SOURCE DOCUMENT
# Infrared thermometer



## Runningwolf (Nov 17, 2010)

Anyone use these? I just got one after seeing the wineries use them. All they do is hit the side of their tanks with the red laser dot and get an instant reading. I picked on up on sale this week at Harbor freight and found it quiet interesting. Especially on primary buckets with heat belts. Anyways its a real quick way to get instant readings.


----------



## tjbryner (Nov 17, 2010)

I'd be careful using them, Color of the object and reflectivity can cause a bad reading.


----------



## cpfan (Nov 18, 2010)

Dan:

Should I *infer* from this post that you are talking about the *Infrared* thermometer?

http://www.harborfreight.com/infrared-thermometer-93984.html

Steve


----------



## jtstar (Nov 18, 2010)

We use them at Tyson to temp the cattle in the cooler to make sure they are staying cold before they are butchered and they work good for that


----------



## Runningwolf (Nov 18, 2010)

cpfan said:


> Dan:
> 
> Should I *infer* from this post that you are talking about the *Infrared* thermometer?

DATA BLOCK
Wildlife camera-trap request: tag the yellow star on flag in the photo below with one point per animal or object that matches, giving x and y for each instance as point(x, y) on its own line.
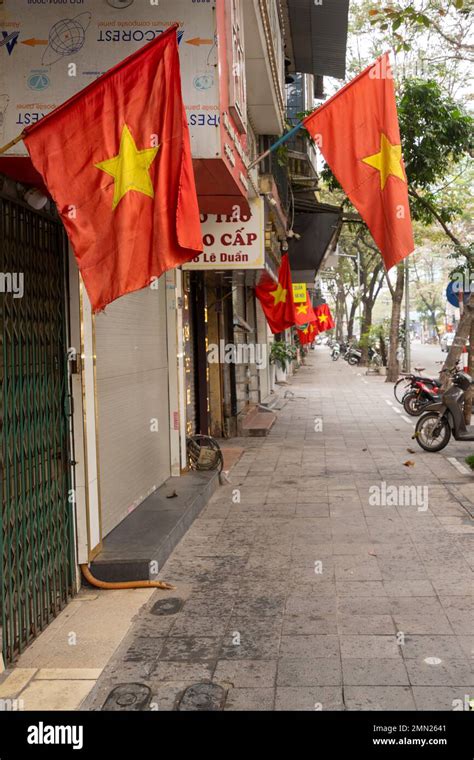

EXERCISE
Continue the forum thread about the infrared thermometer from where it stops.

RESPONSE FOR THIS EXERCISE
> 
> ...



This is the baby I got on sale


----------



## midwestwine (Nov 18, 2010)

They work great its all I use to check my temps!!!


----------



## Runningwolf (Nov 18, 2010)

I am not claiming 100% accuracy on glass carboys but within seconds I can scan my entire process to see if any corrections need to be taken. Also great for when getting juice from a supplier to see when it's ok to pitch the yeast.


----------



## xoltri (Nov 18, 2010)

$10: http://www.hobbyking.com/hobbycity/store/uh_viewitem.asp?idproduct=8297

Almost as accurate as yours (within 2.5C instead of 2C), but you have to take the reading closer. But it's very small and works good!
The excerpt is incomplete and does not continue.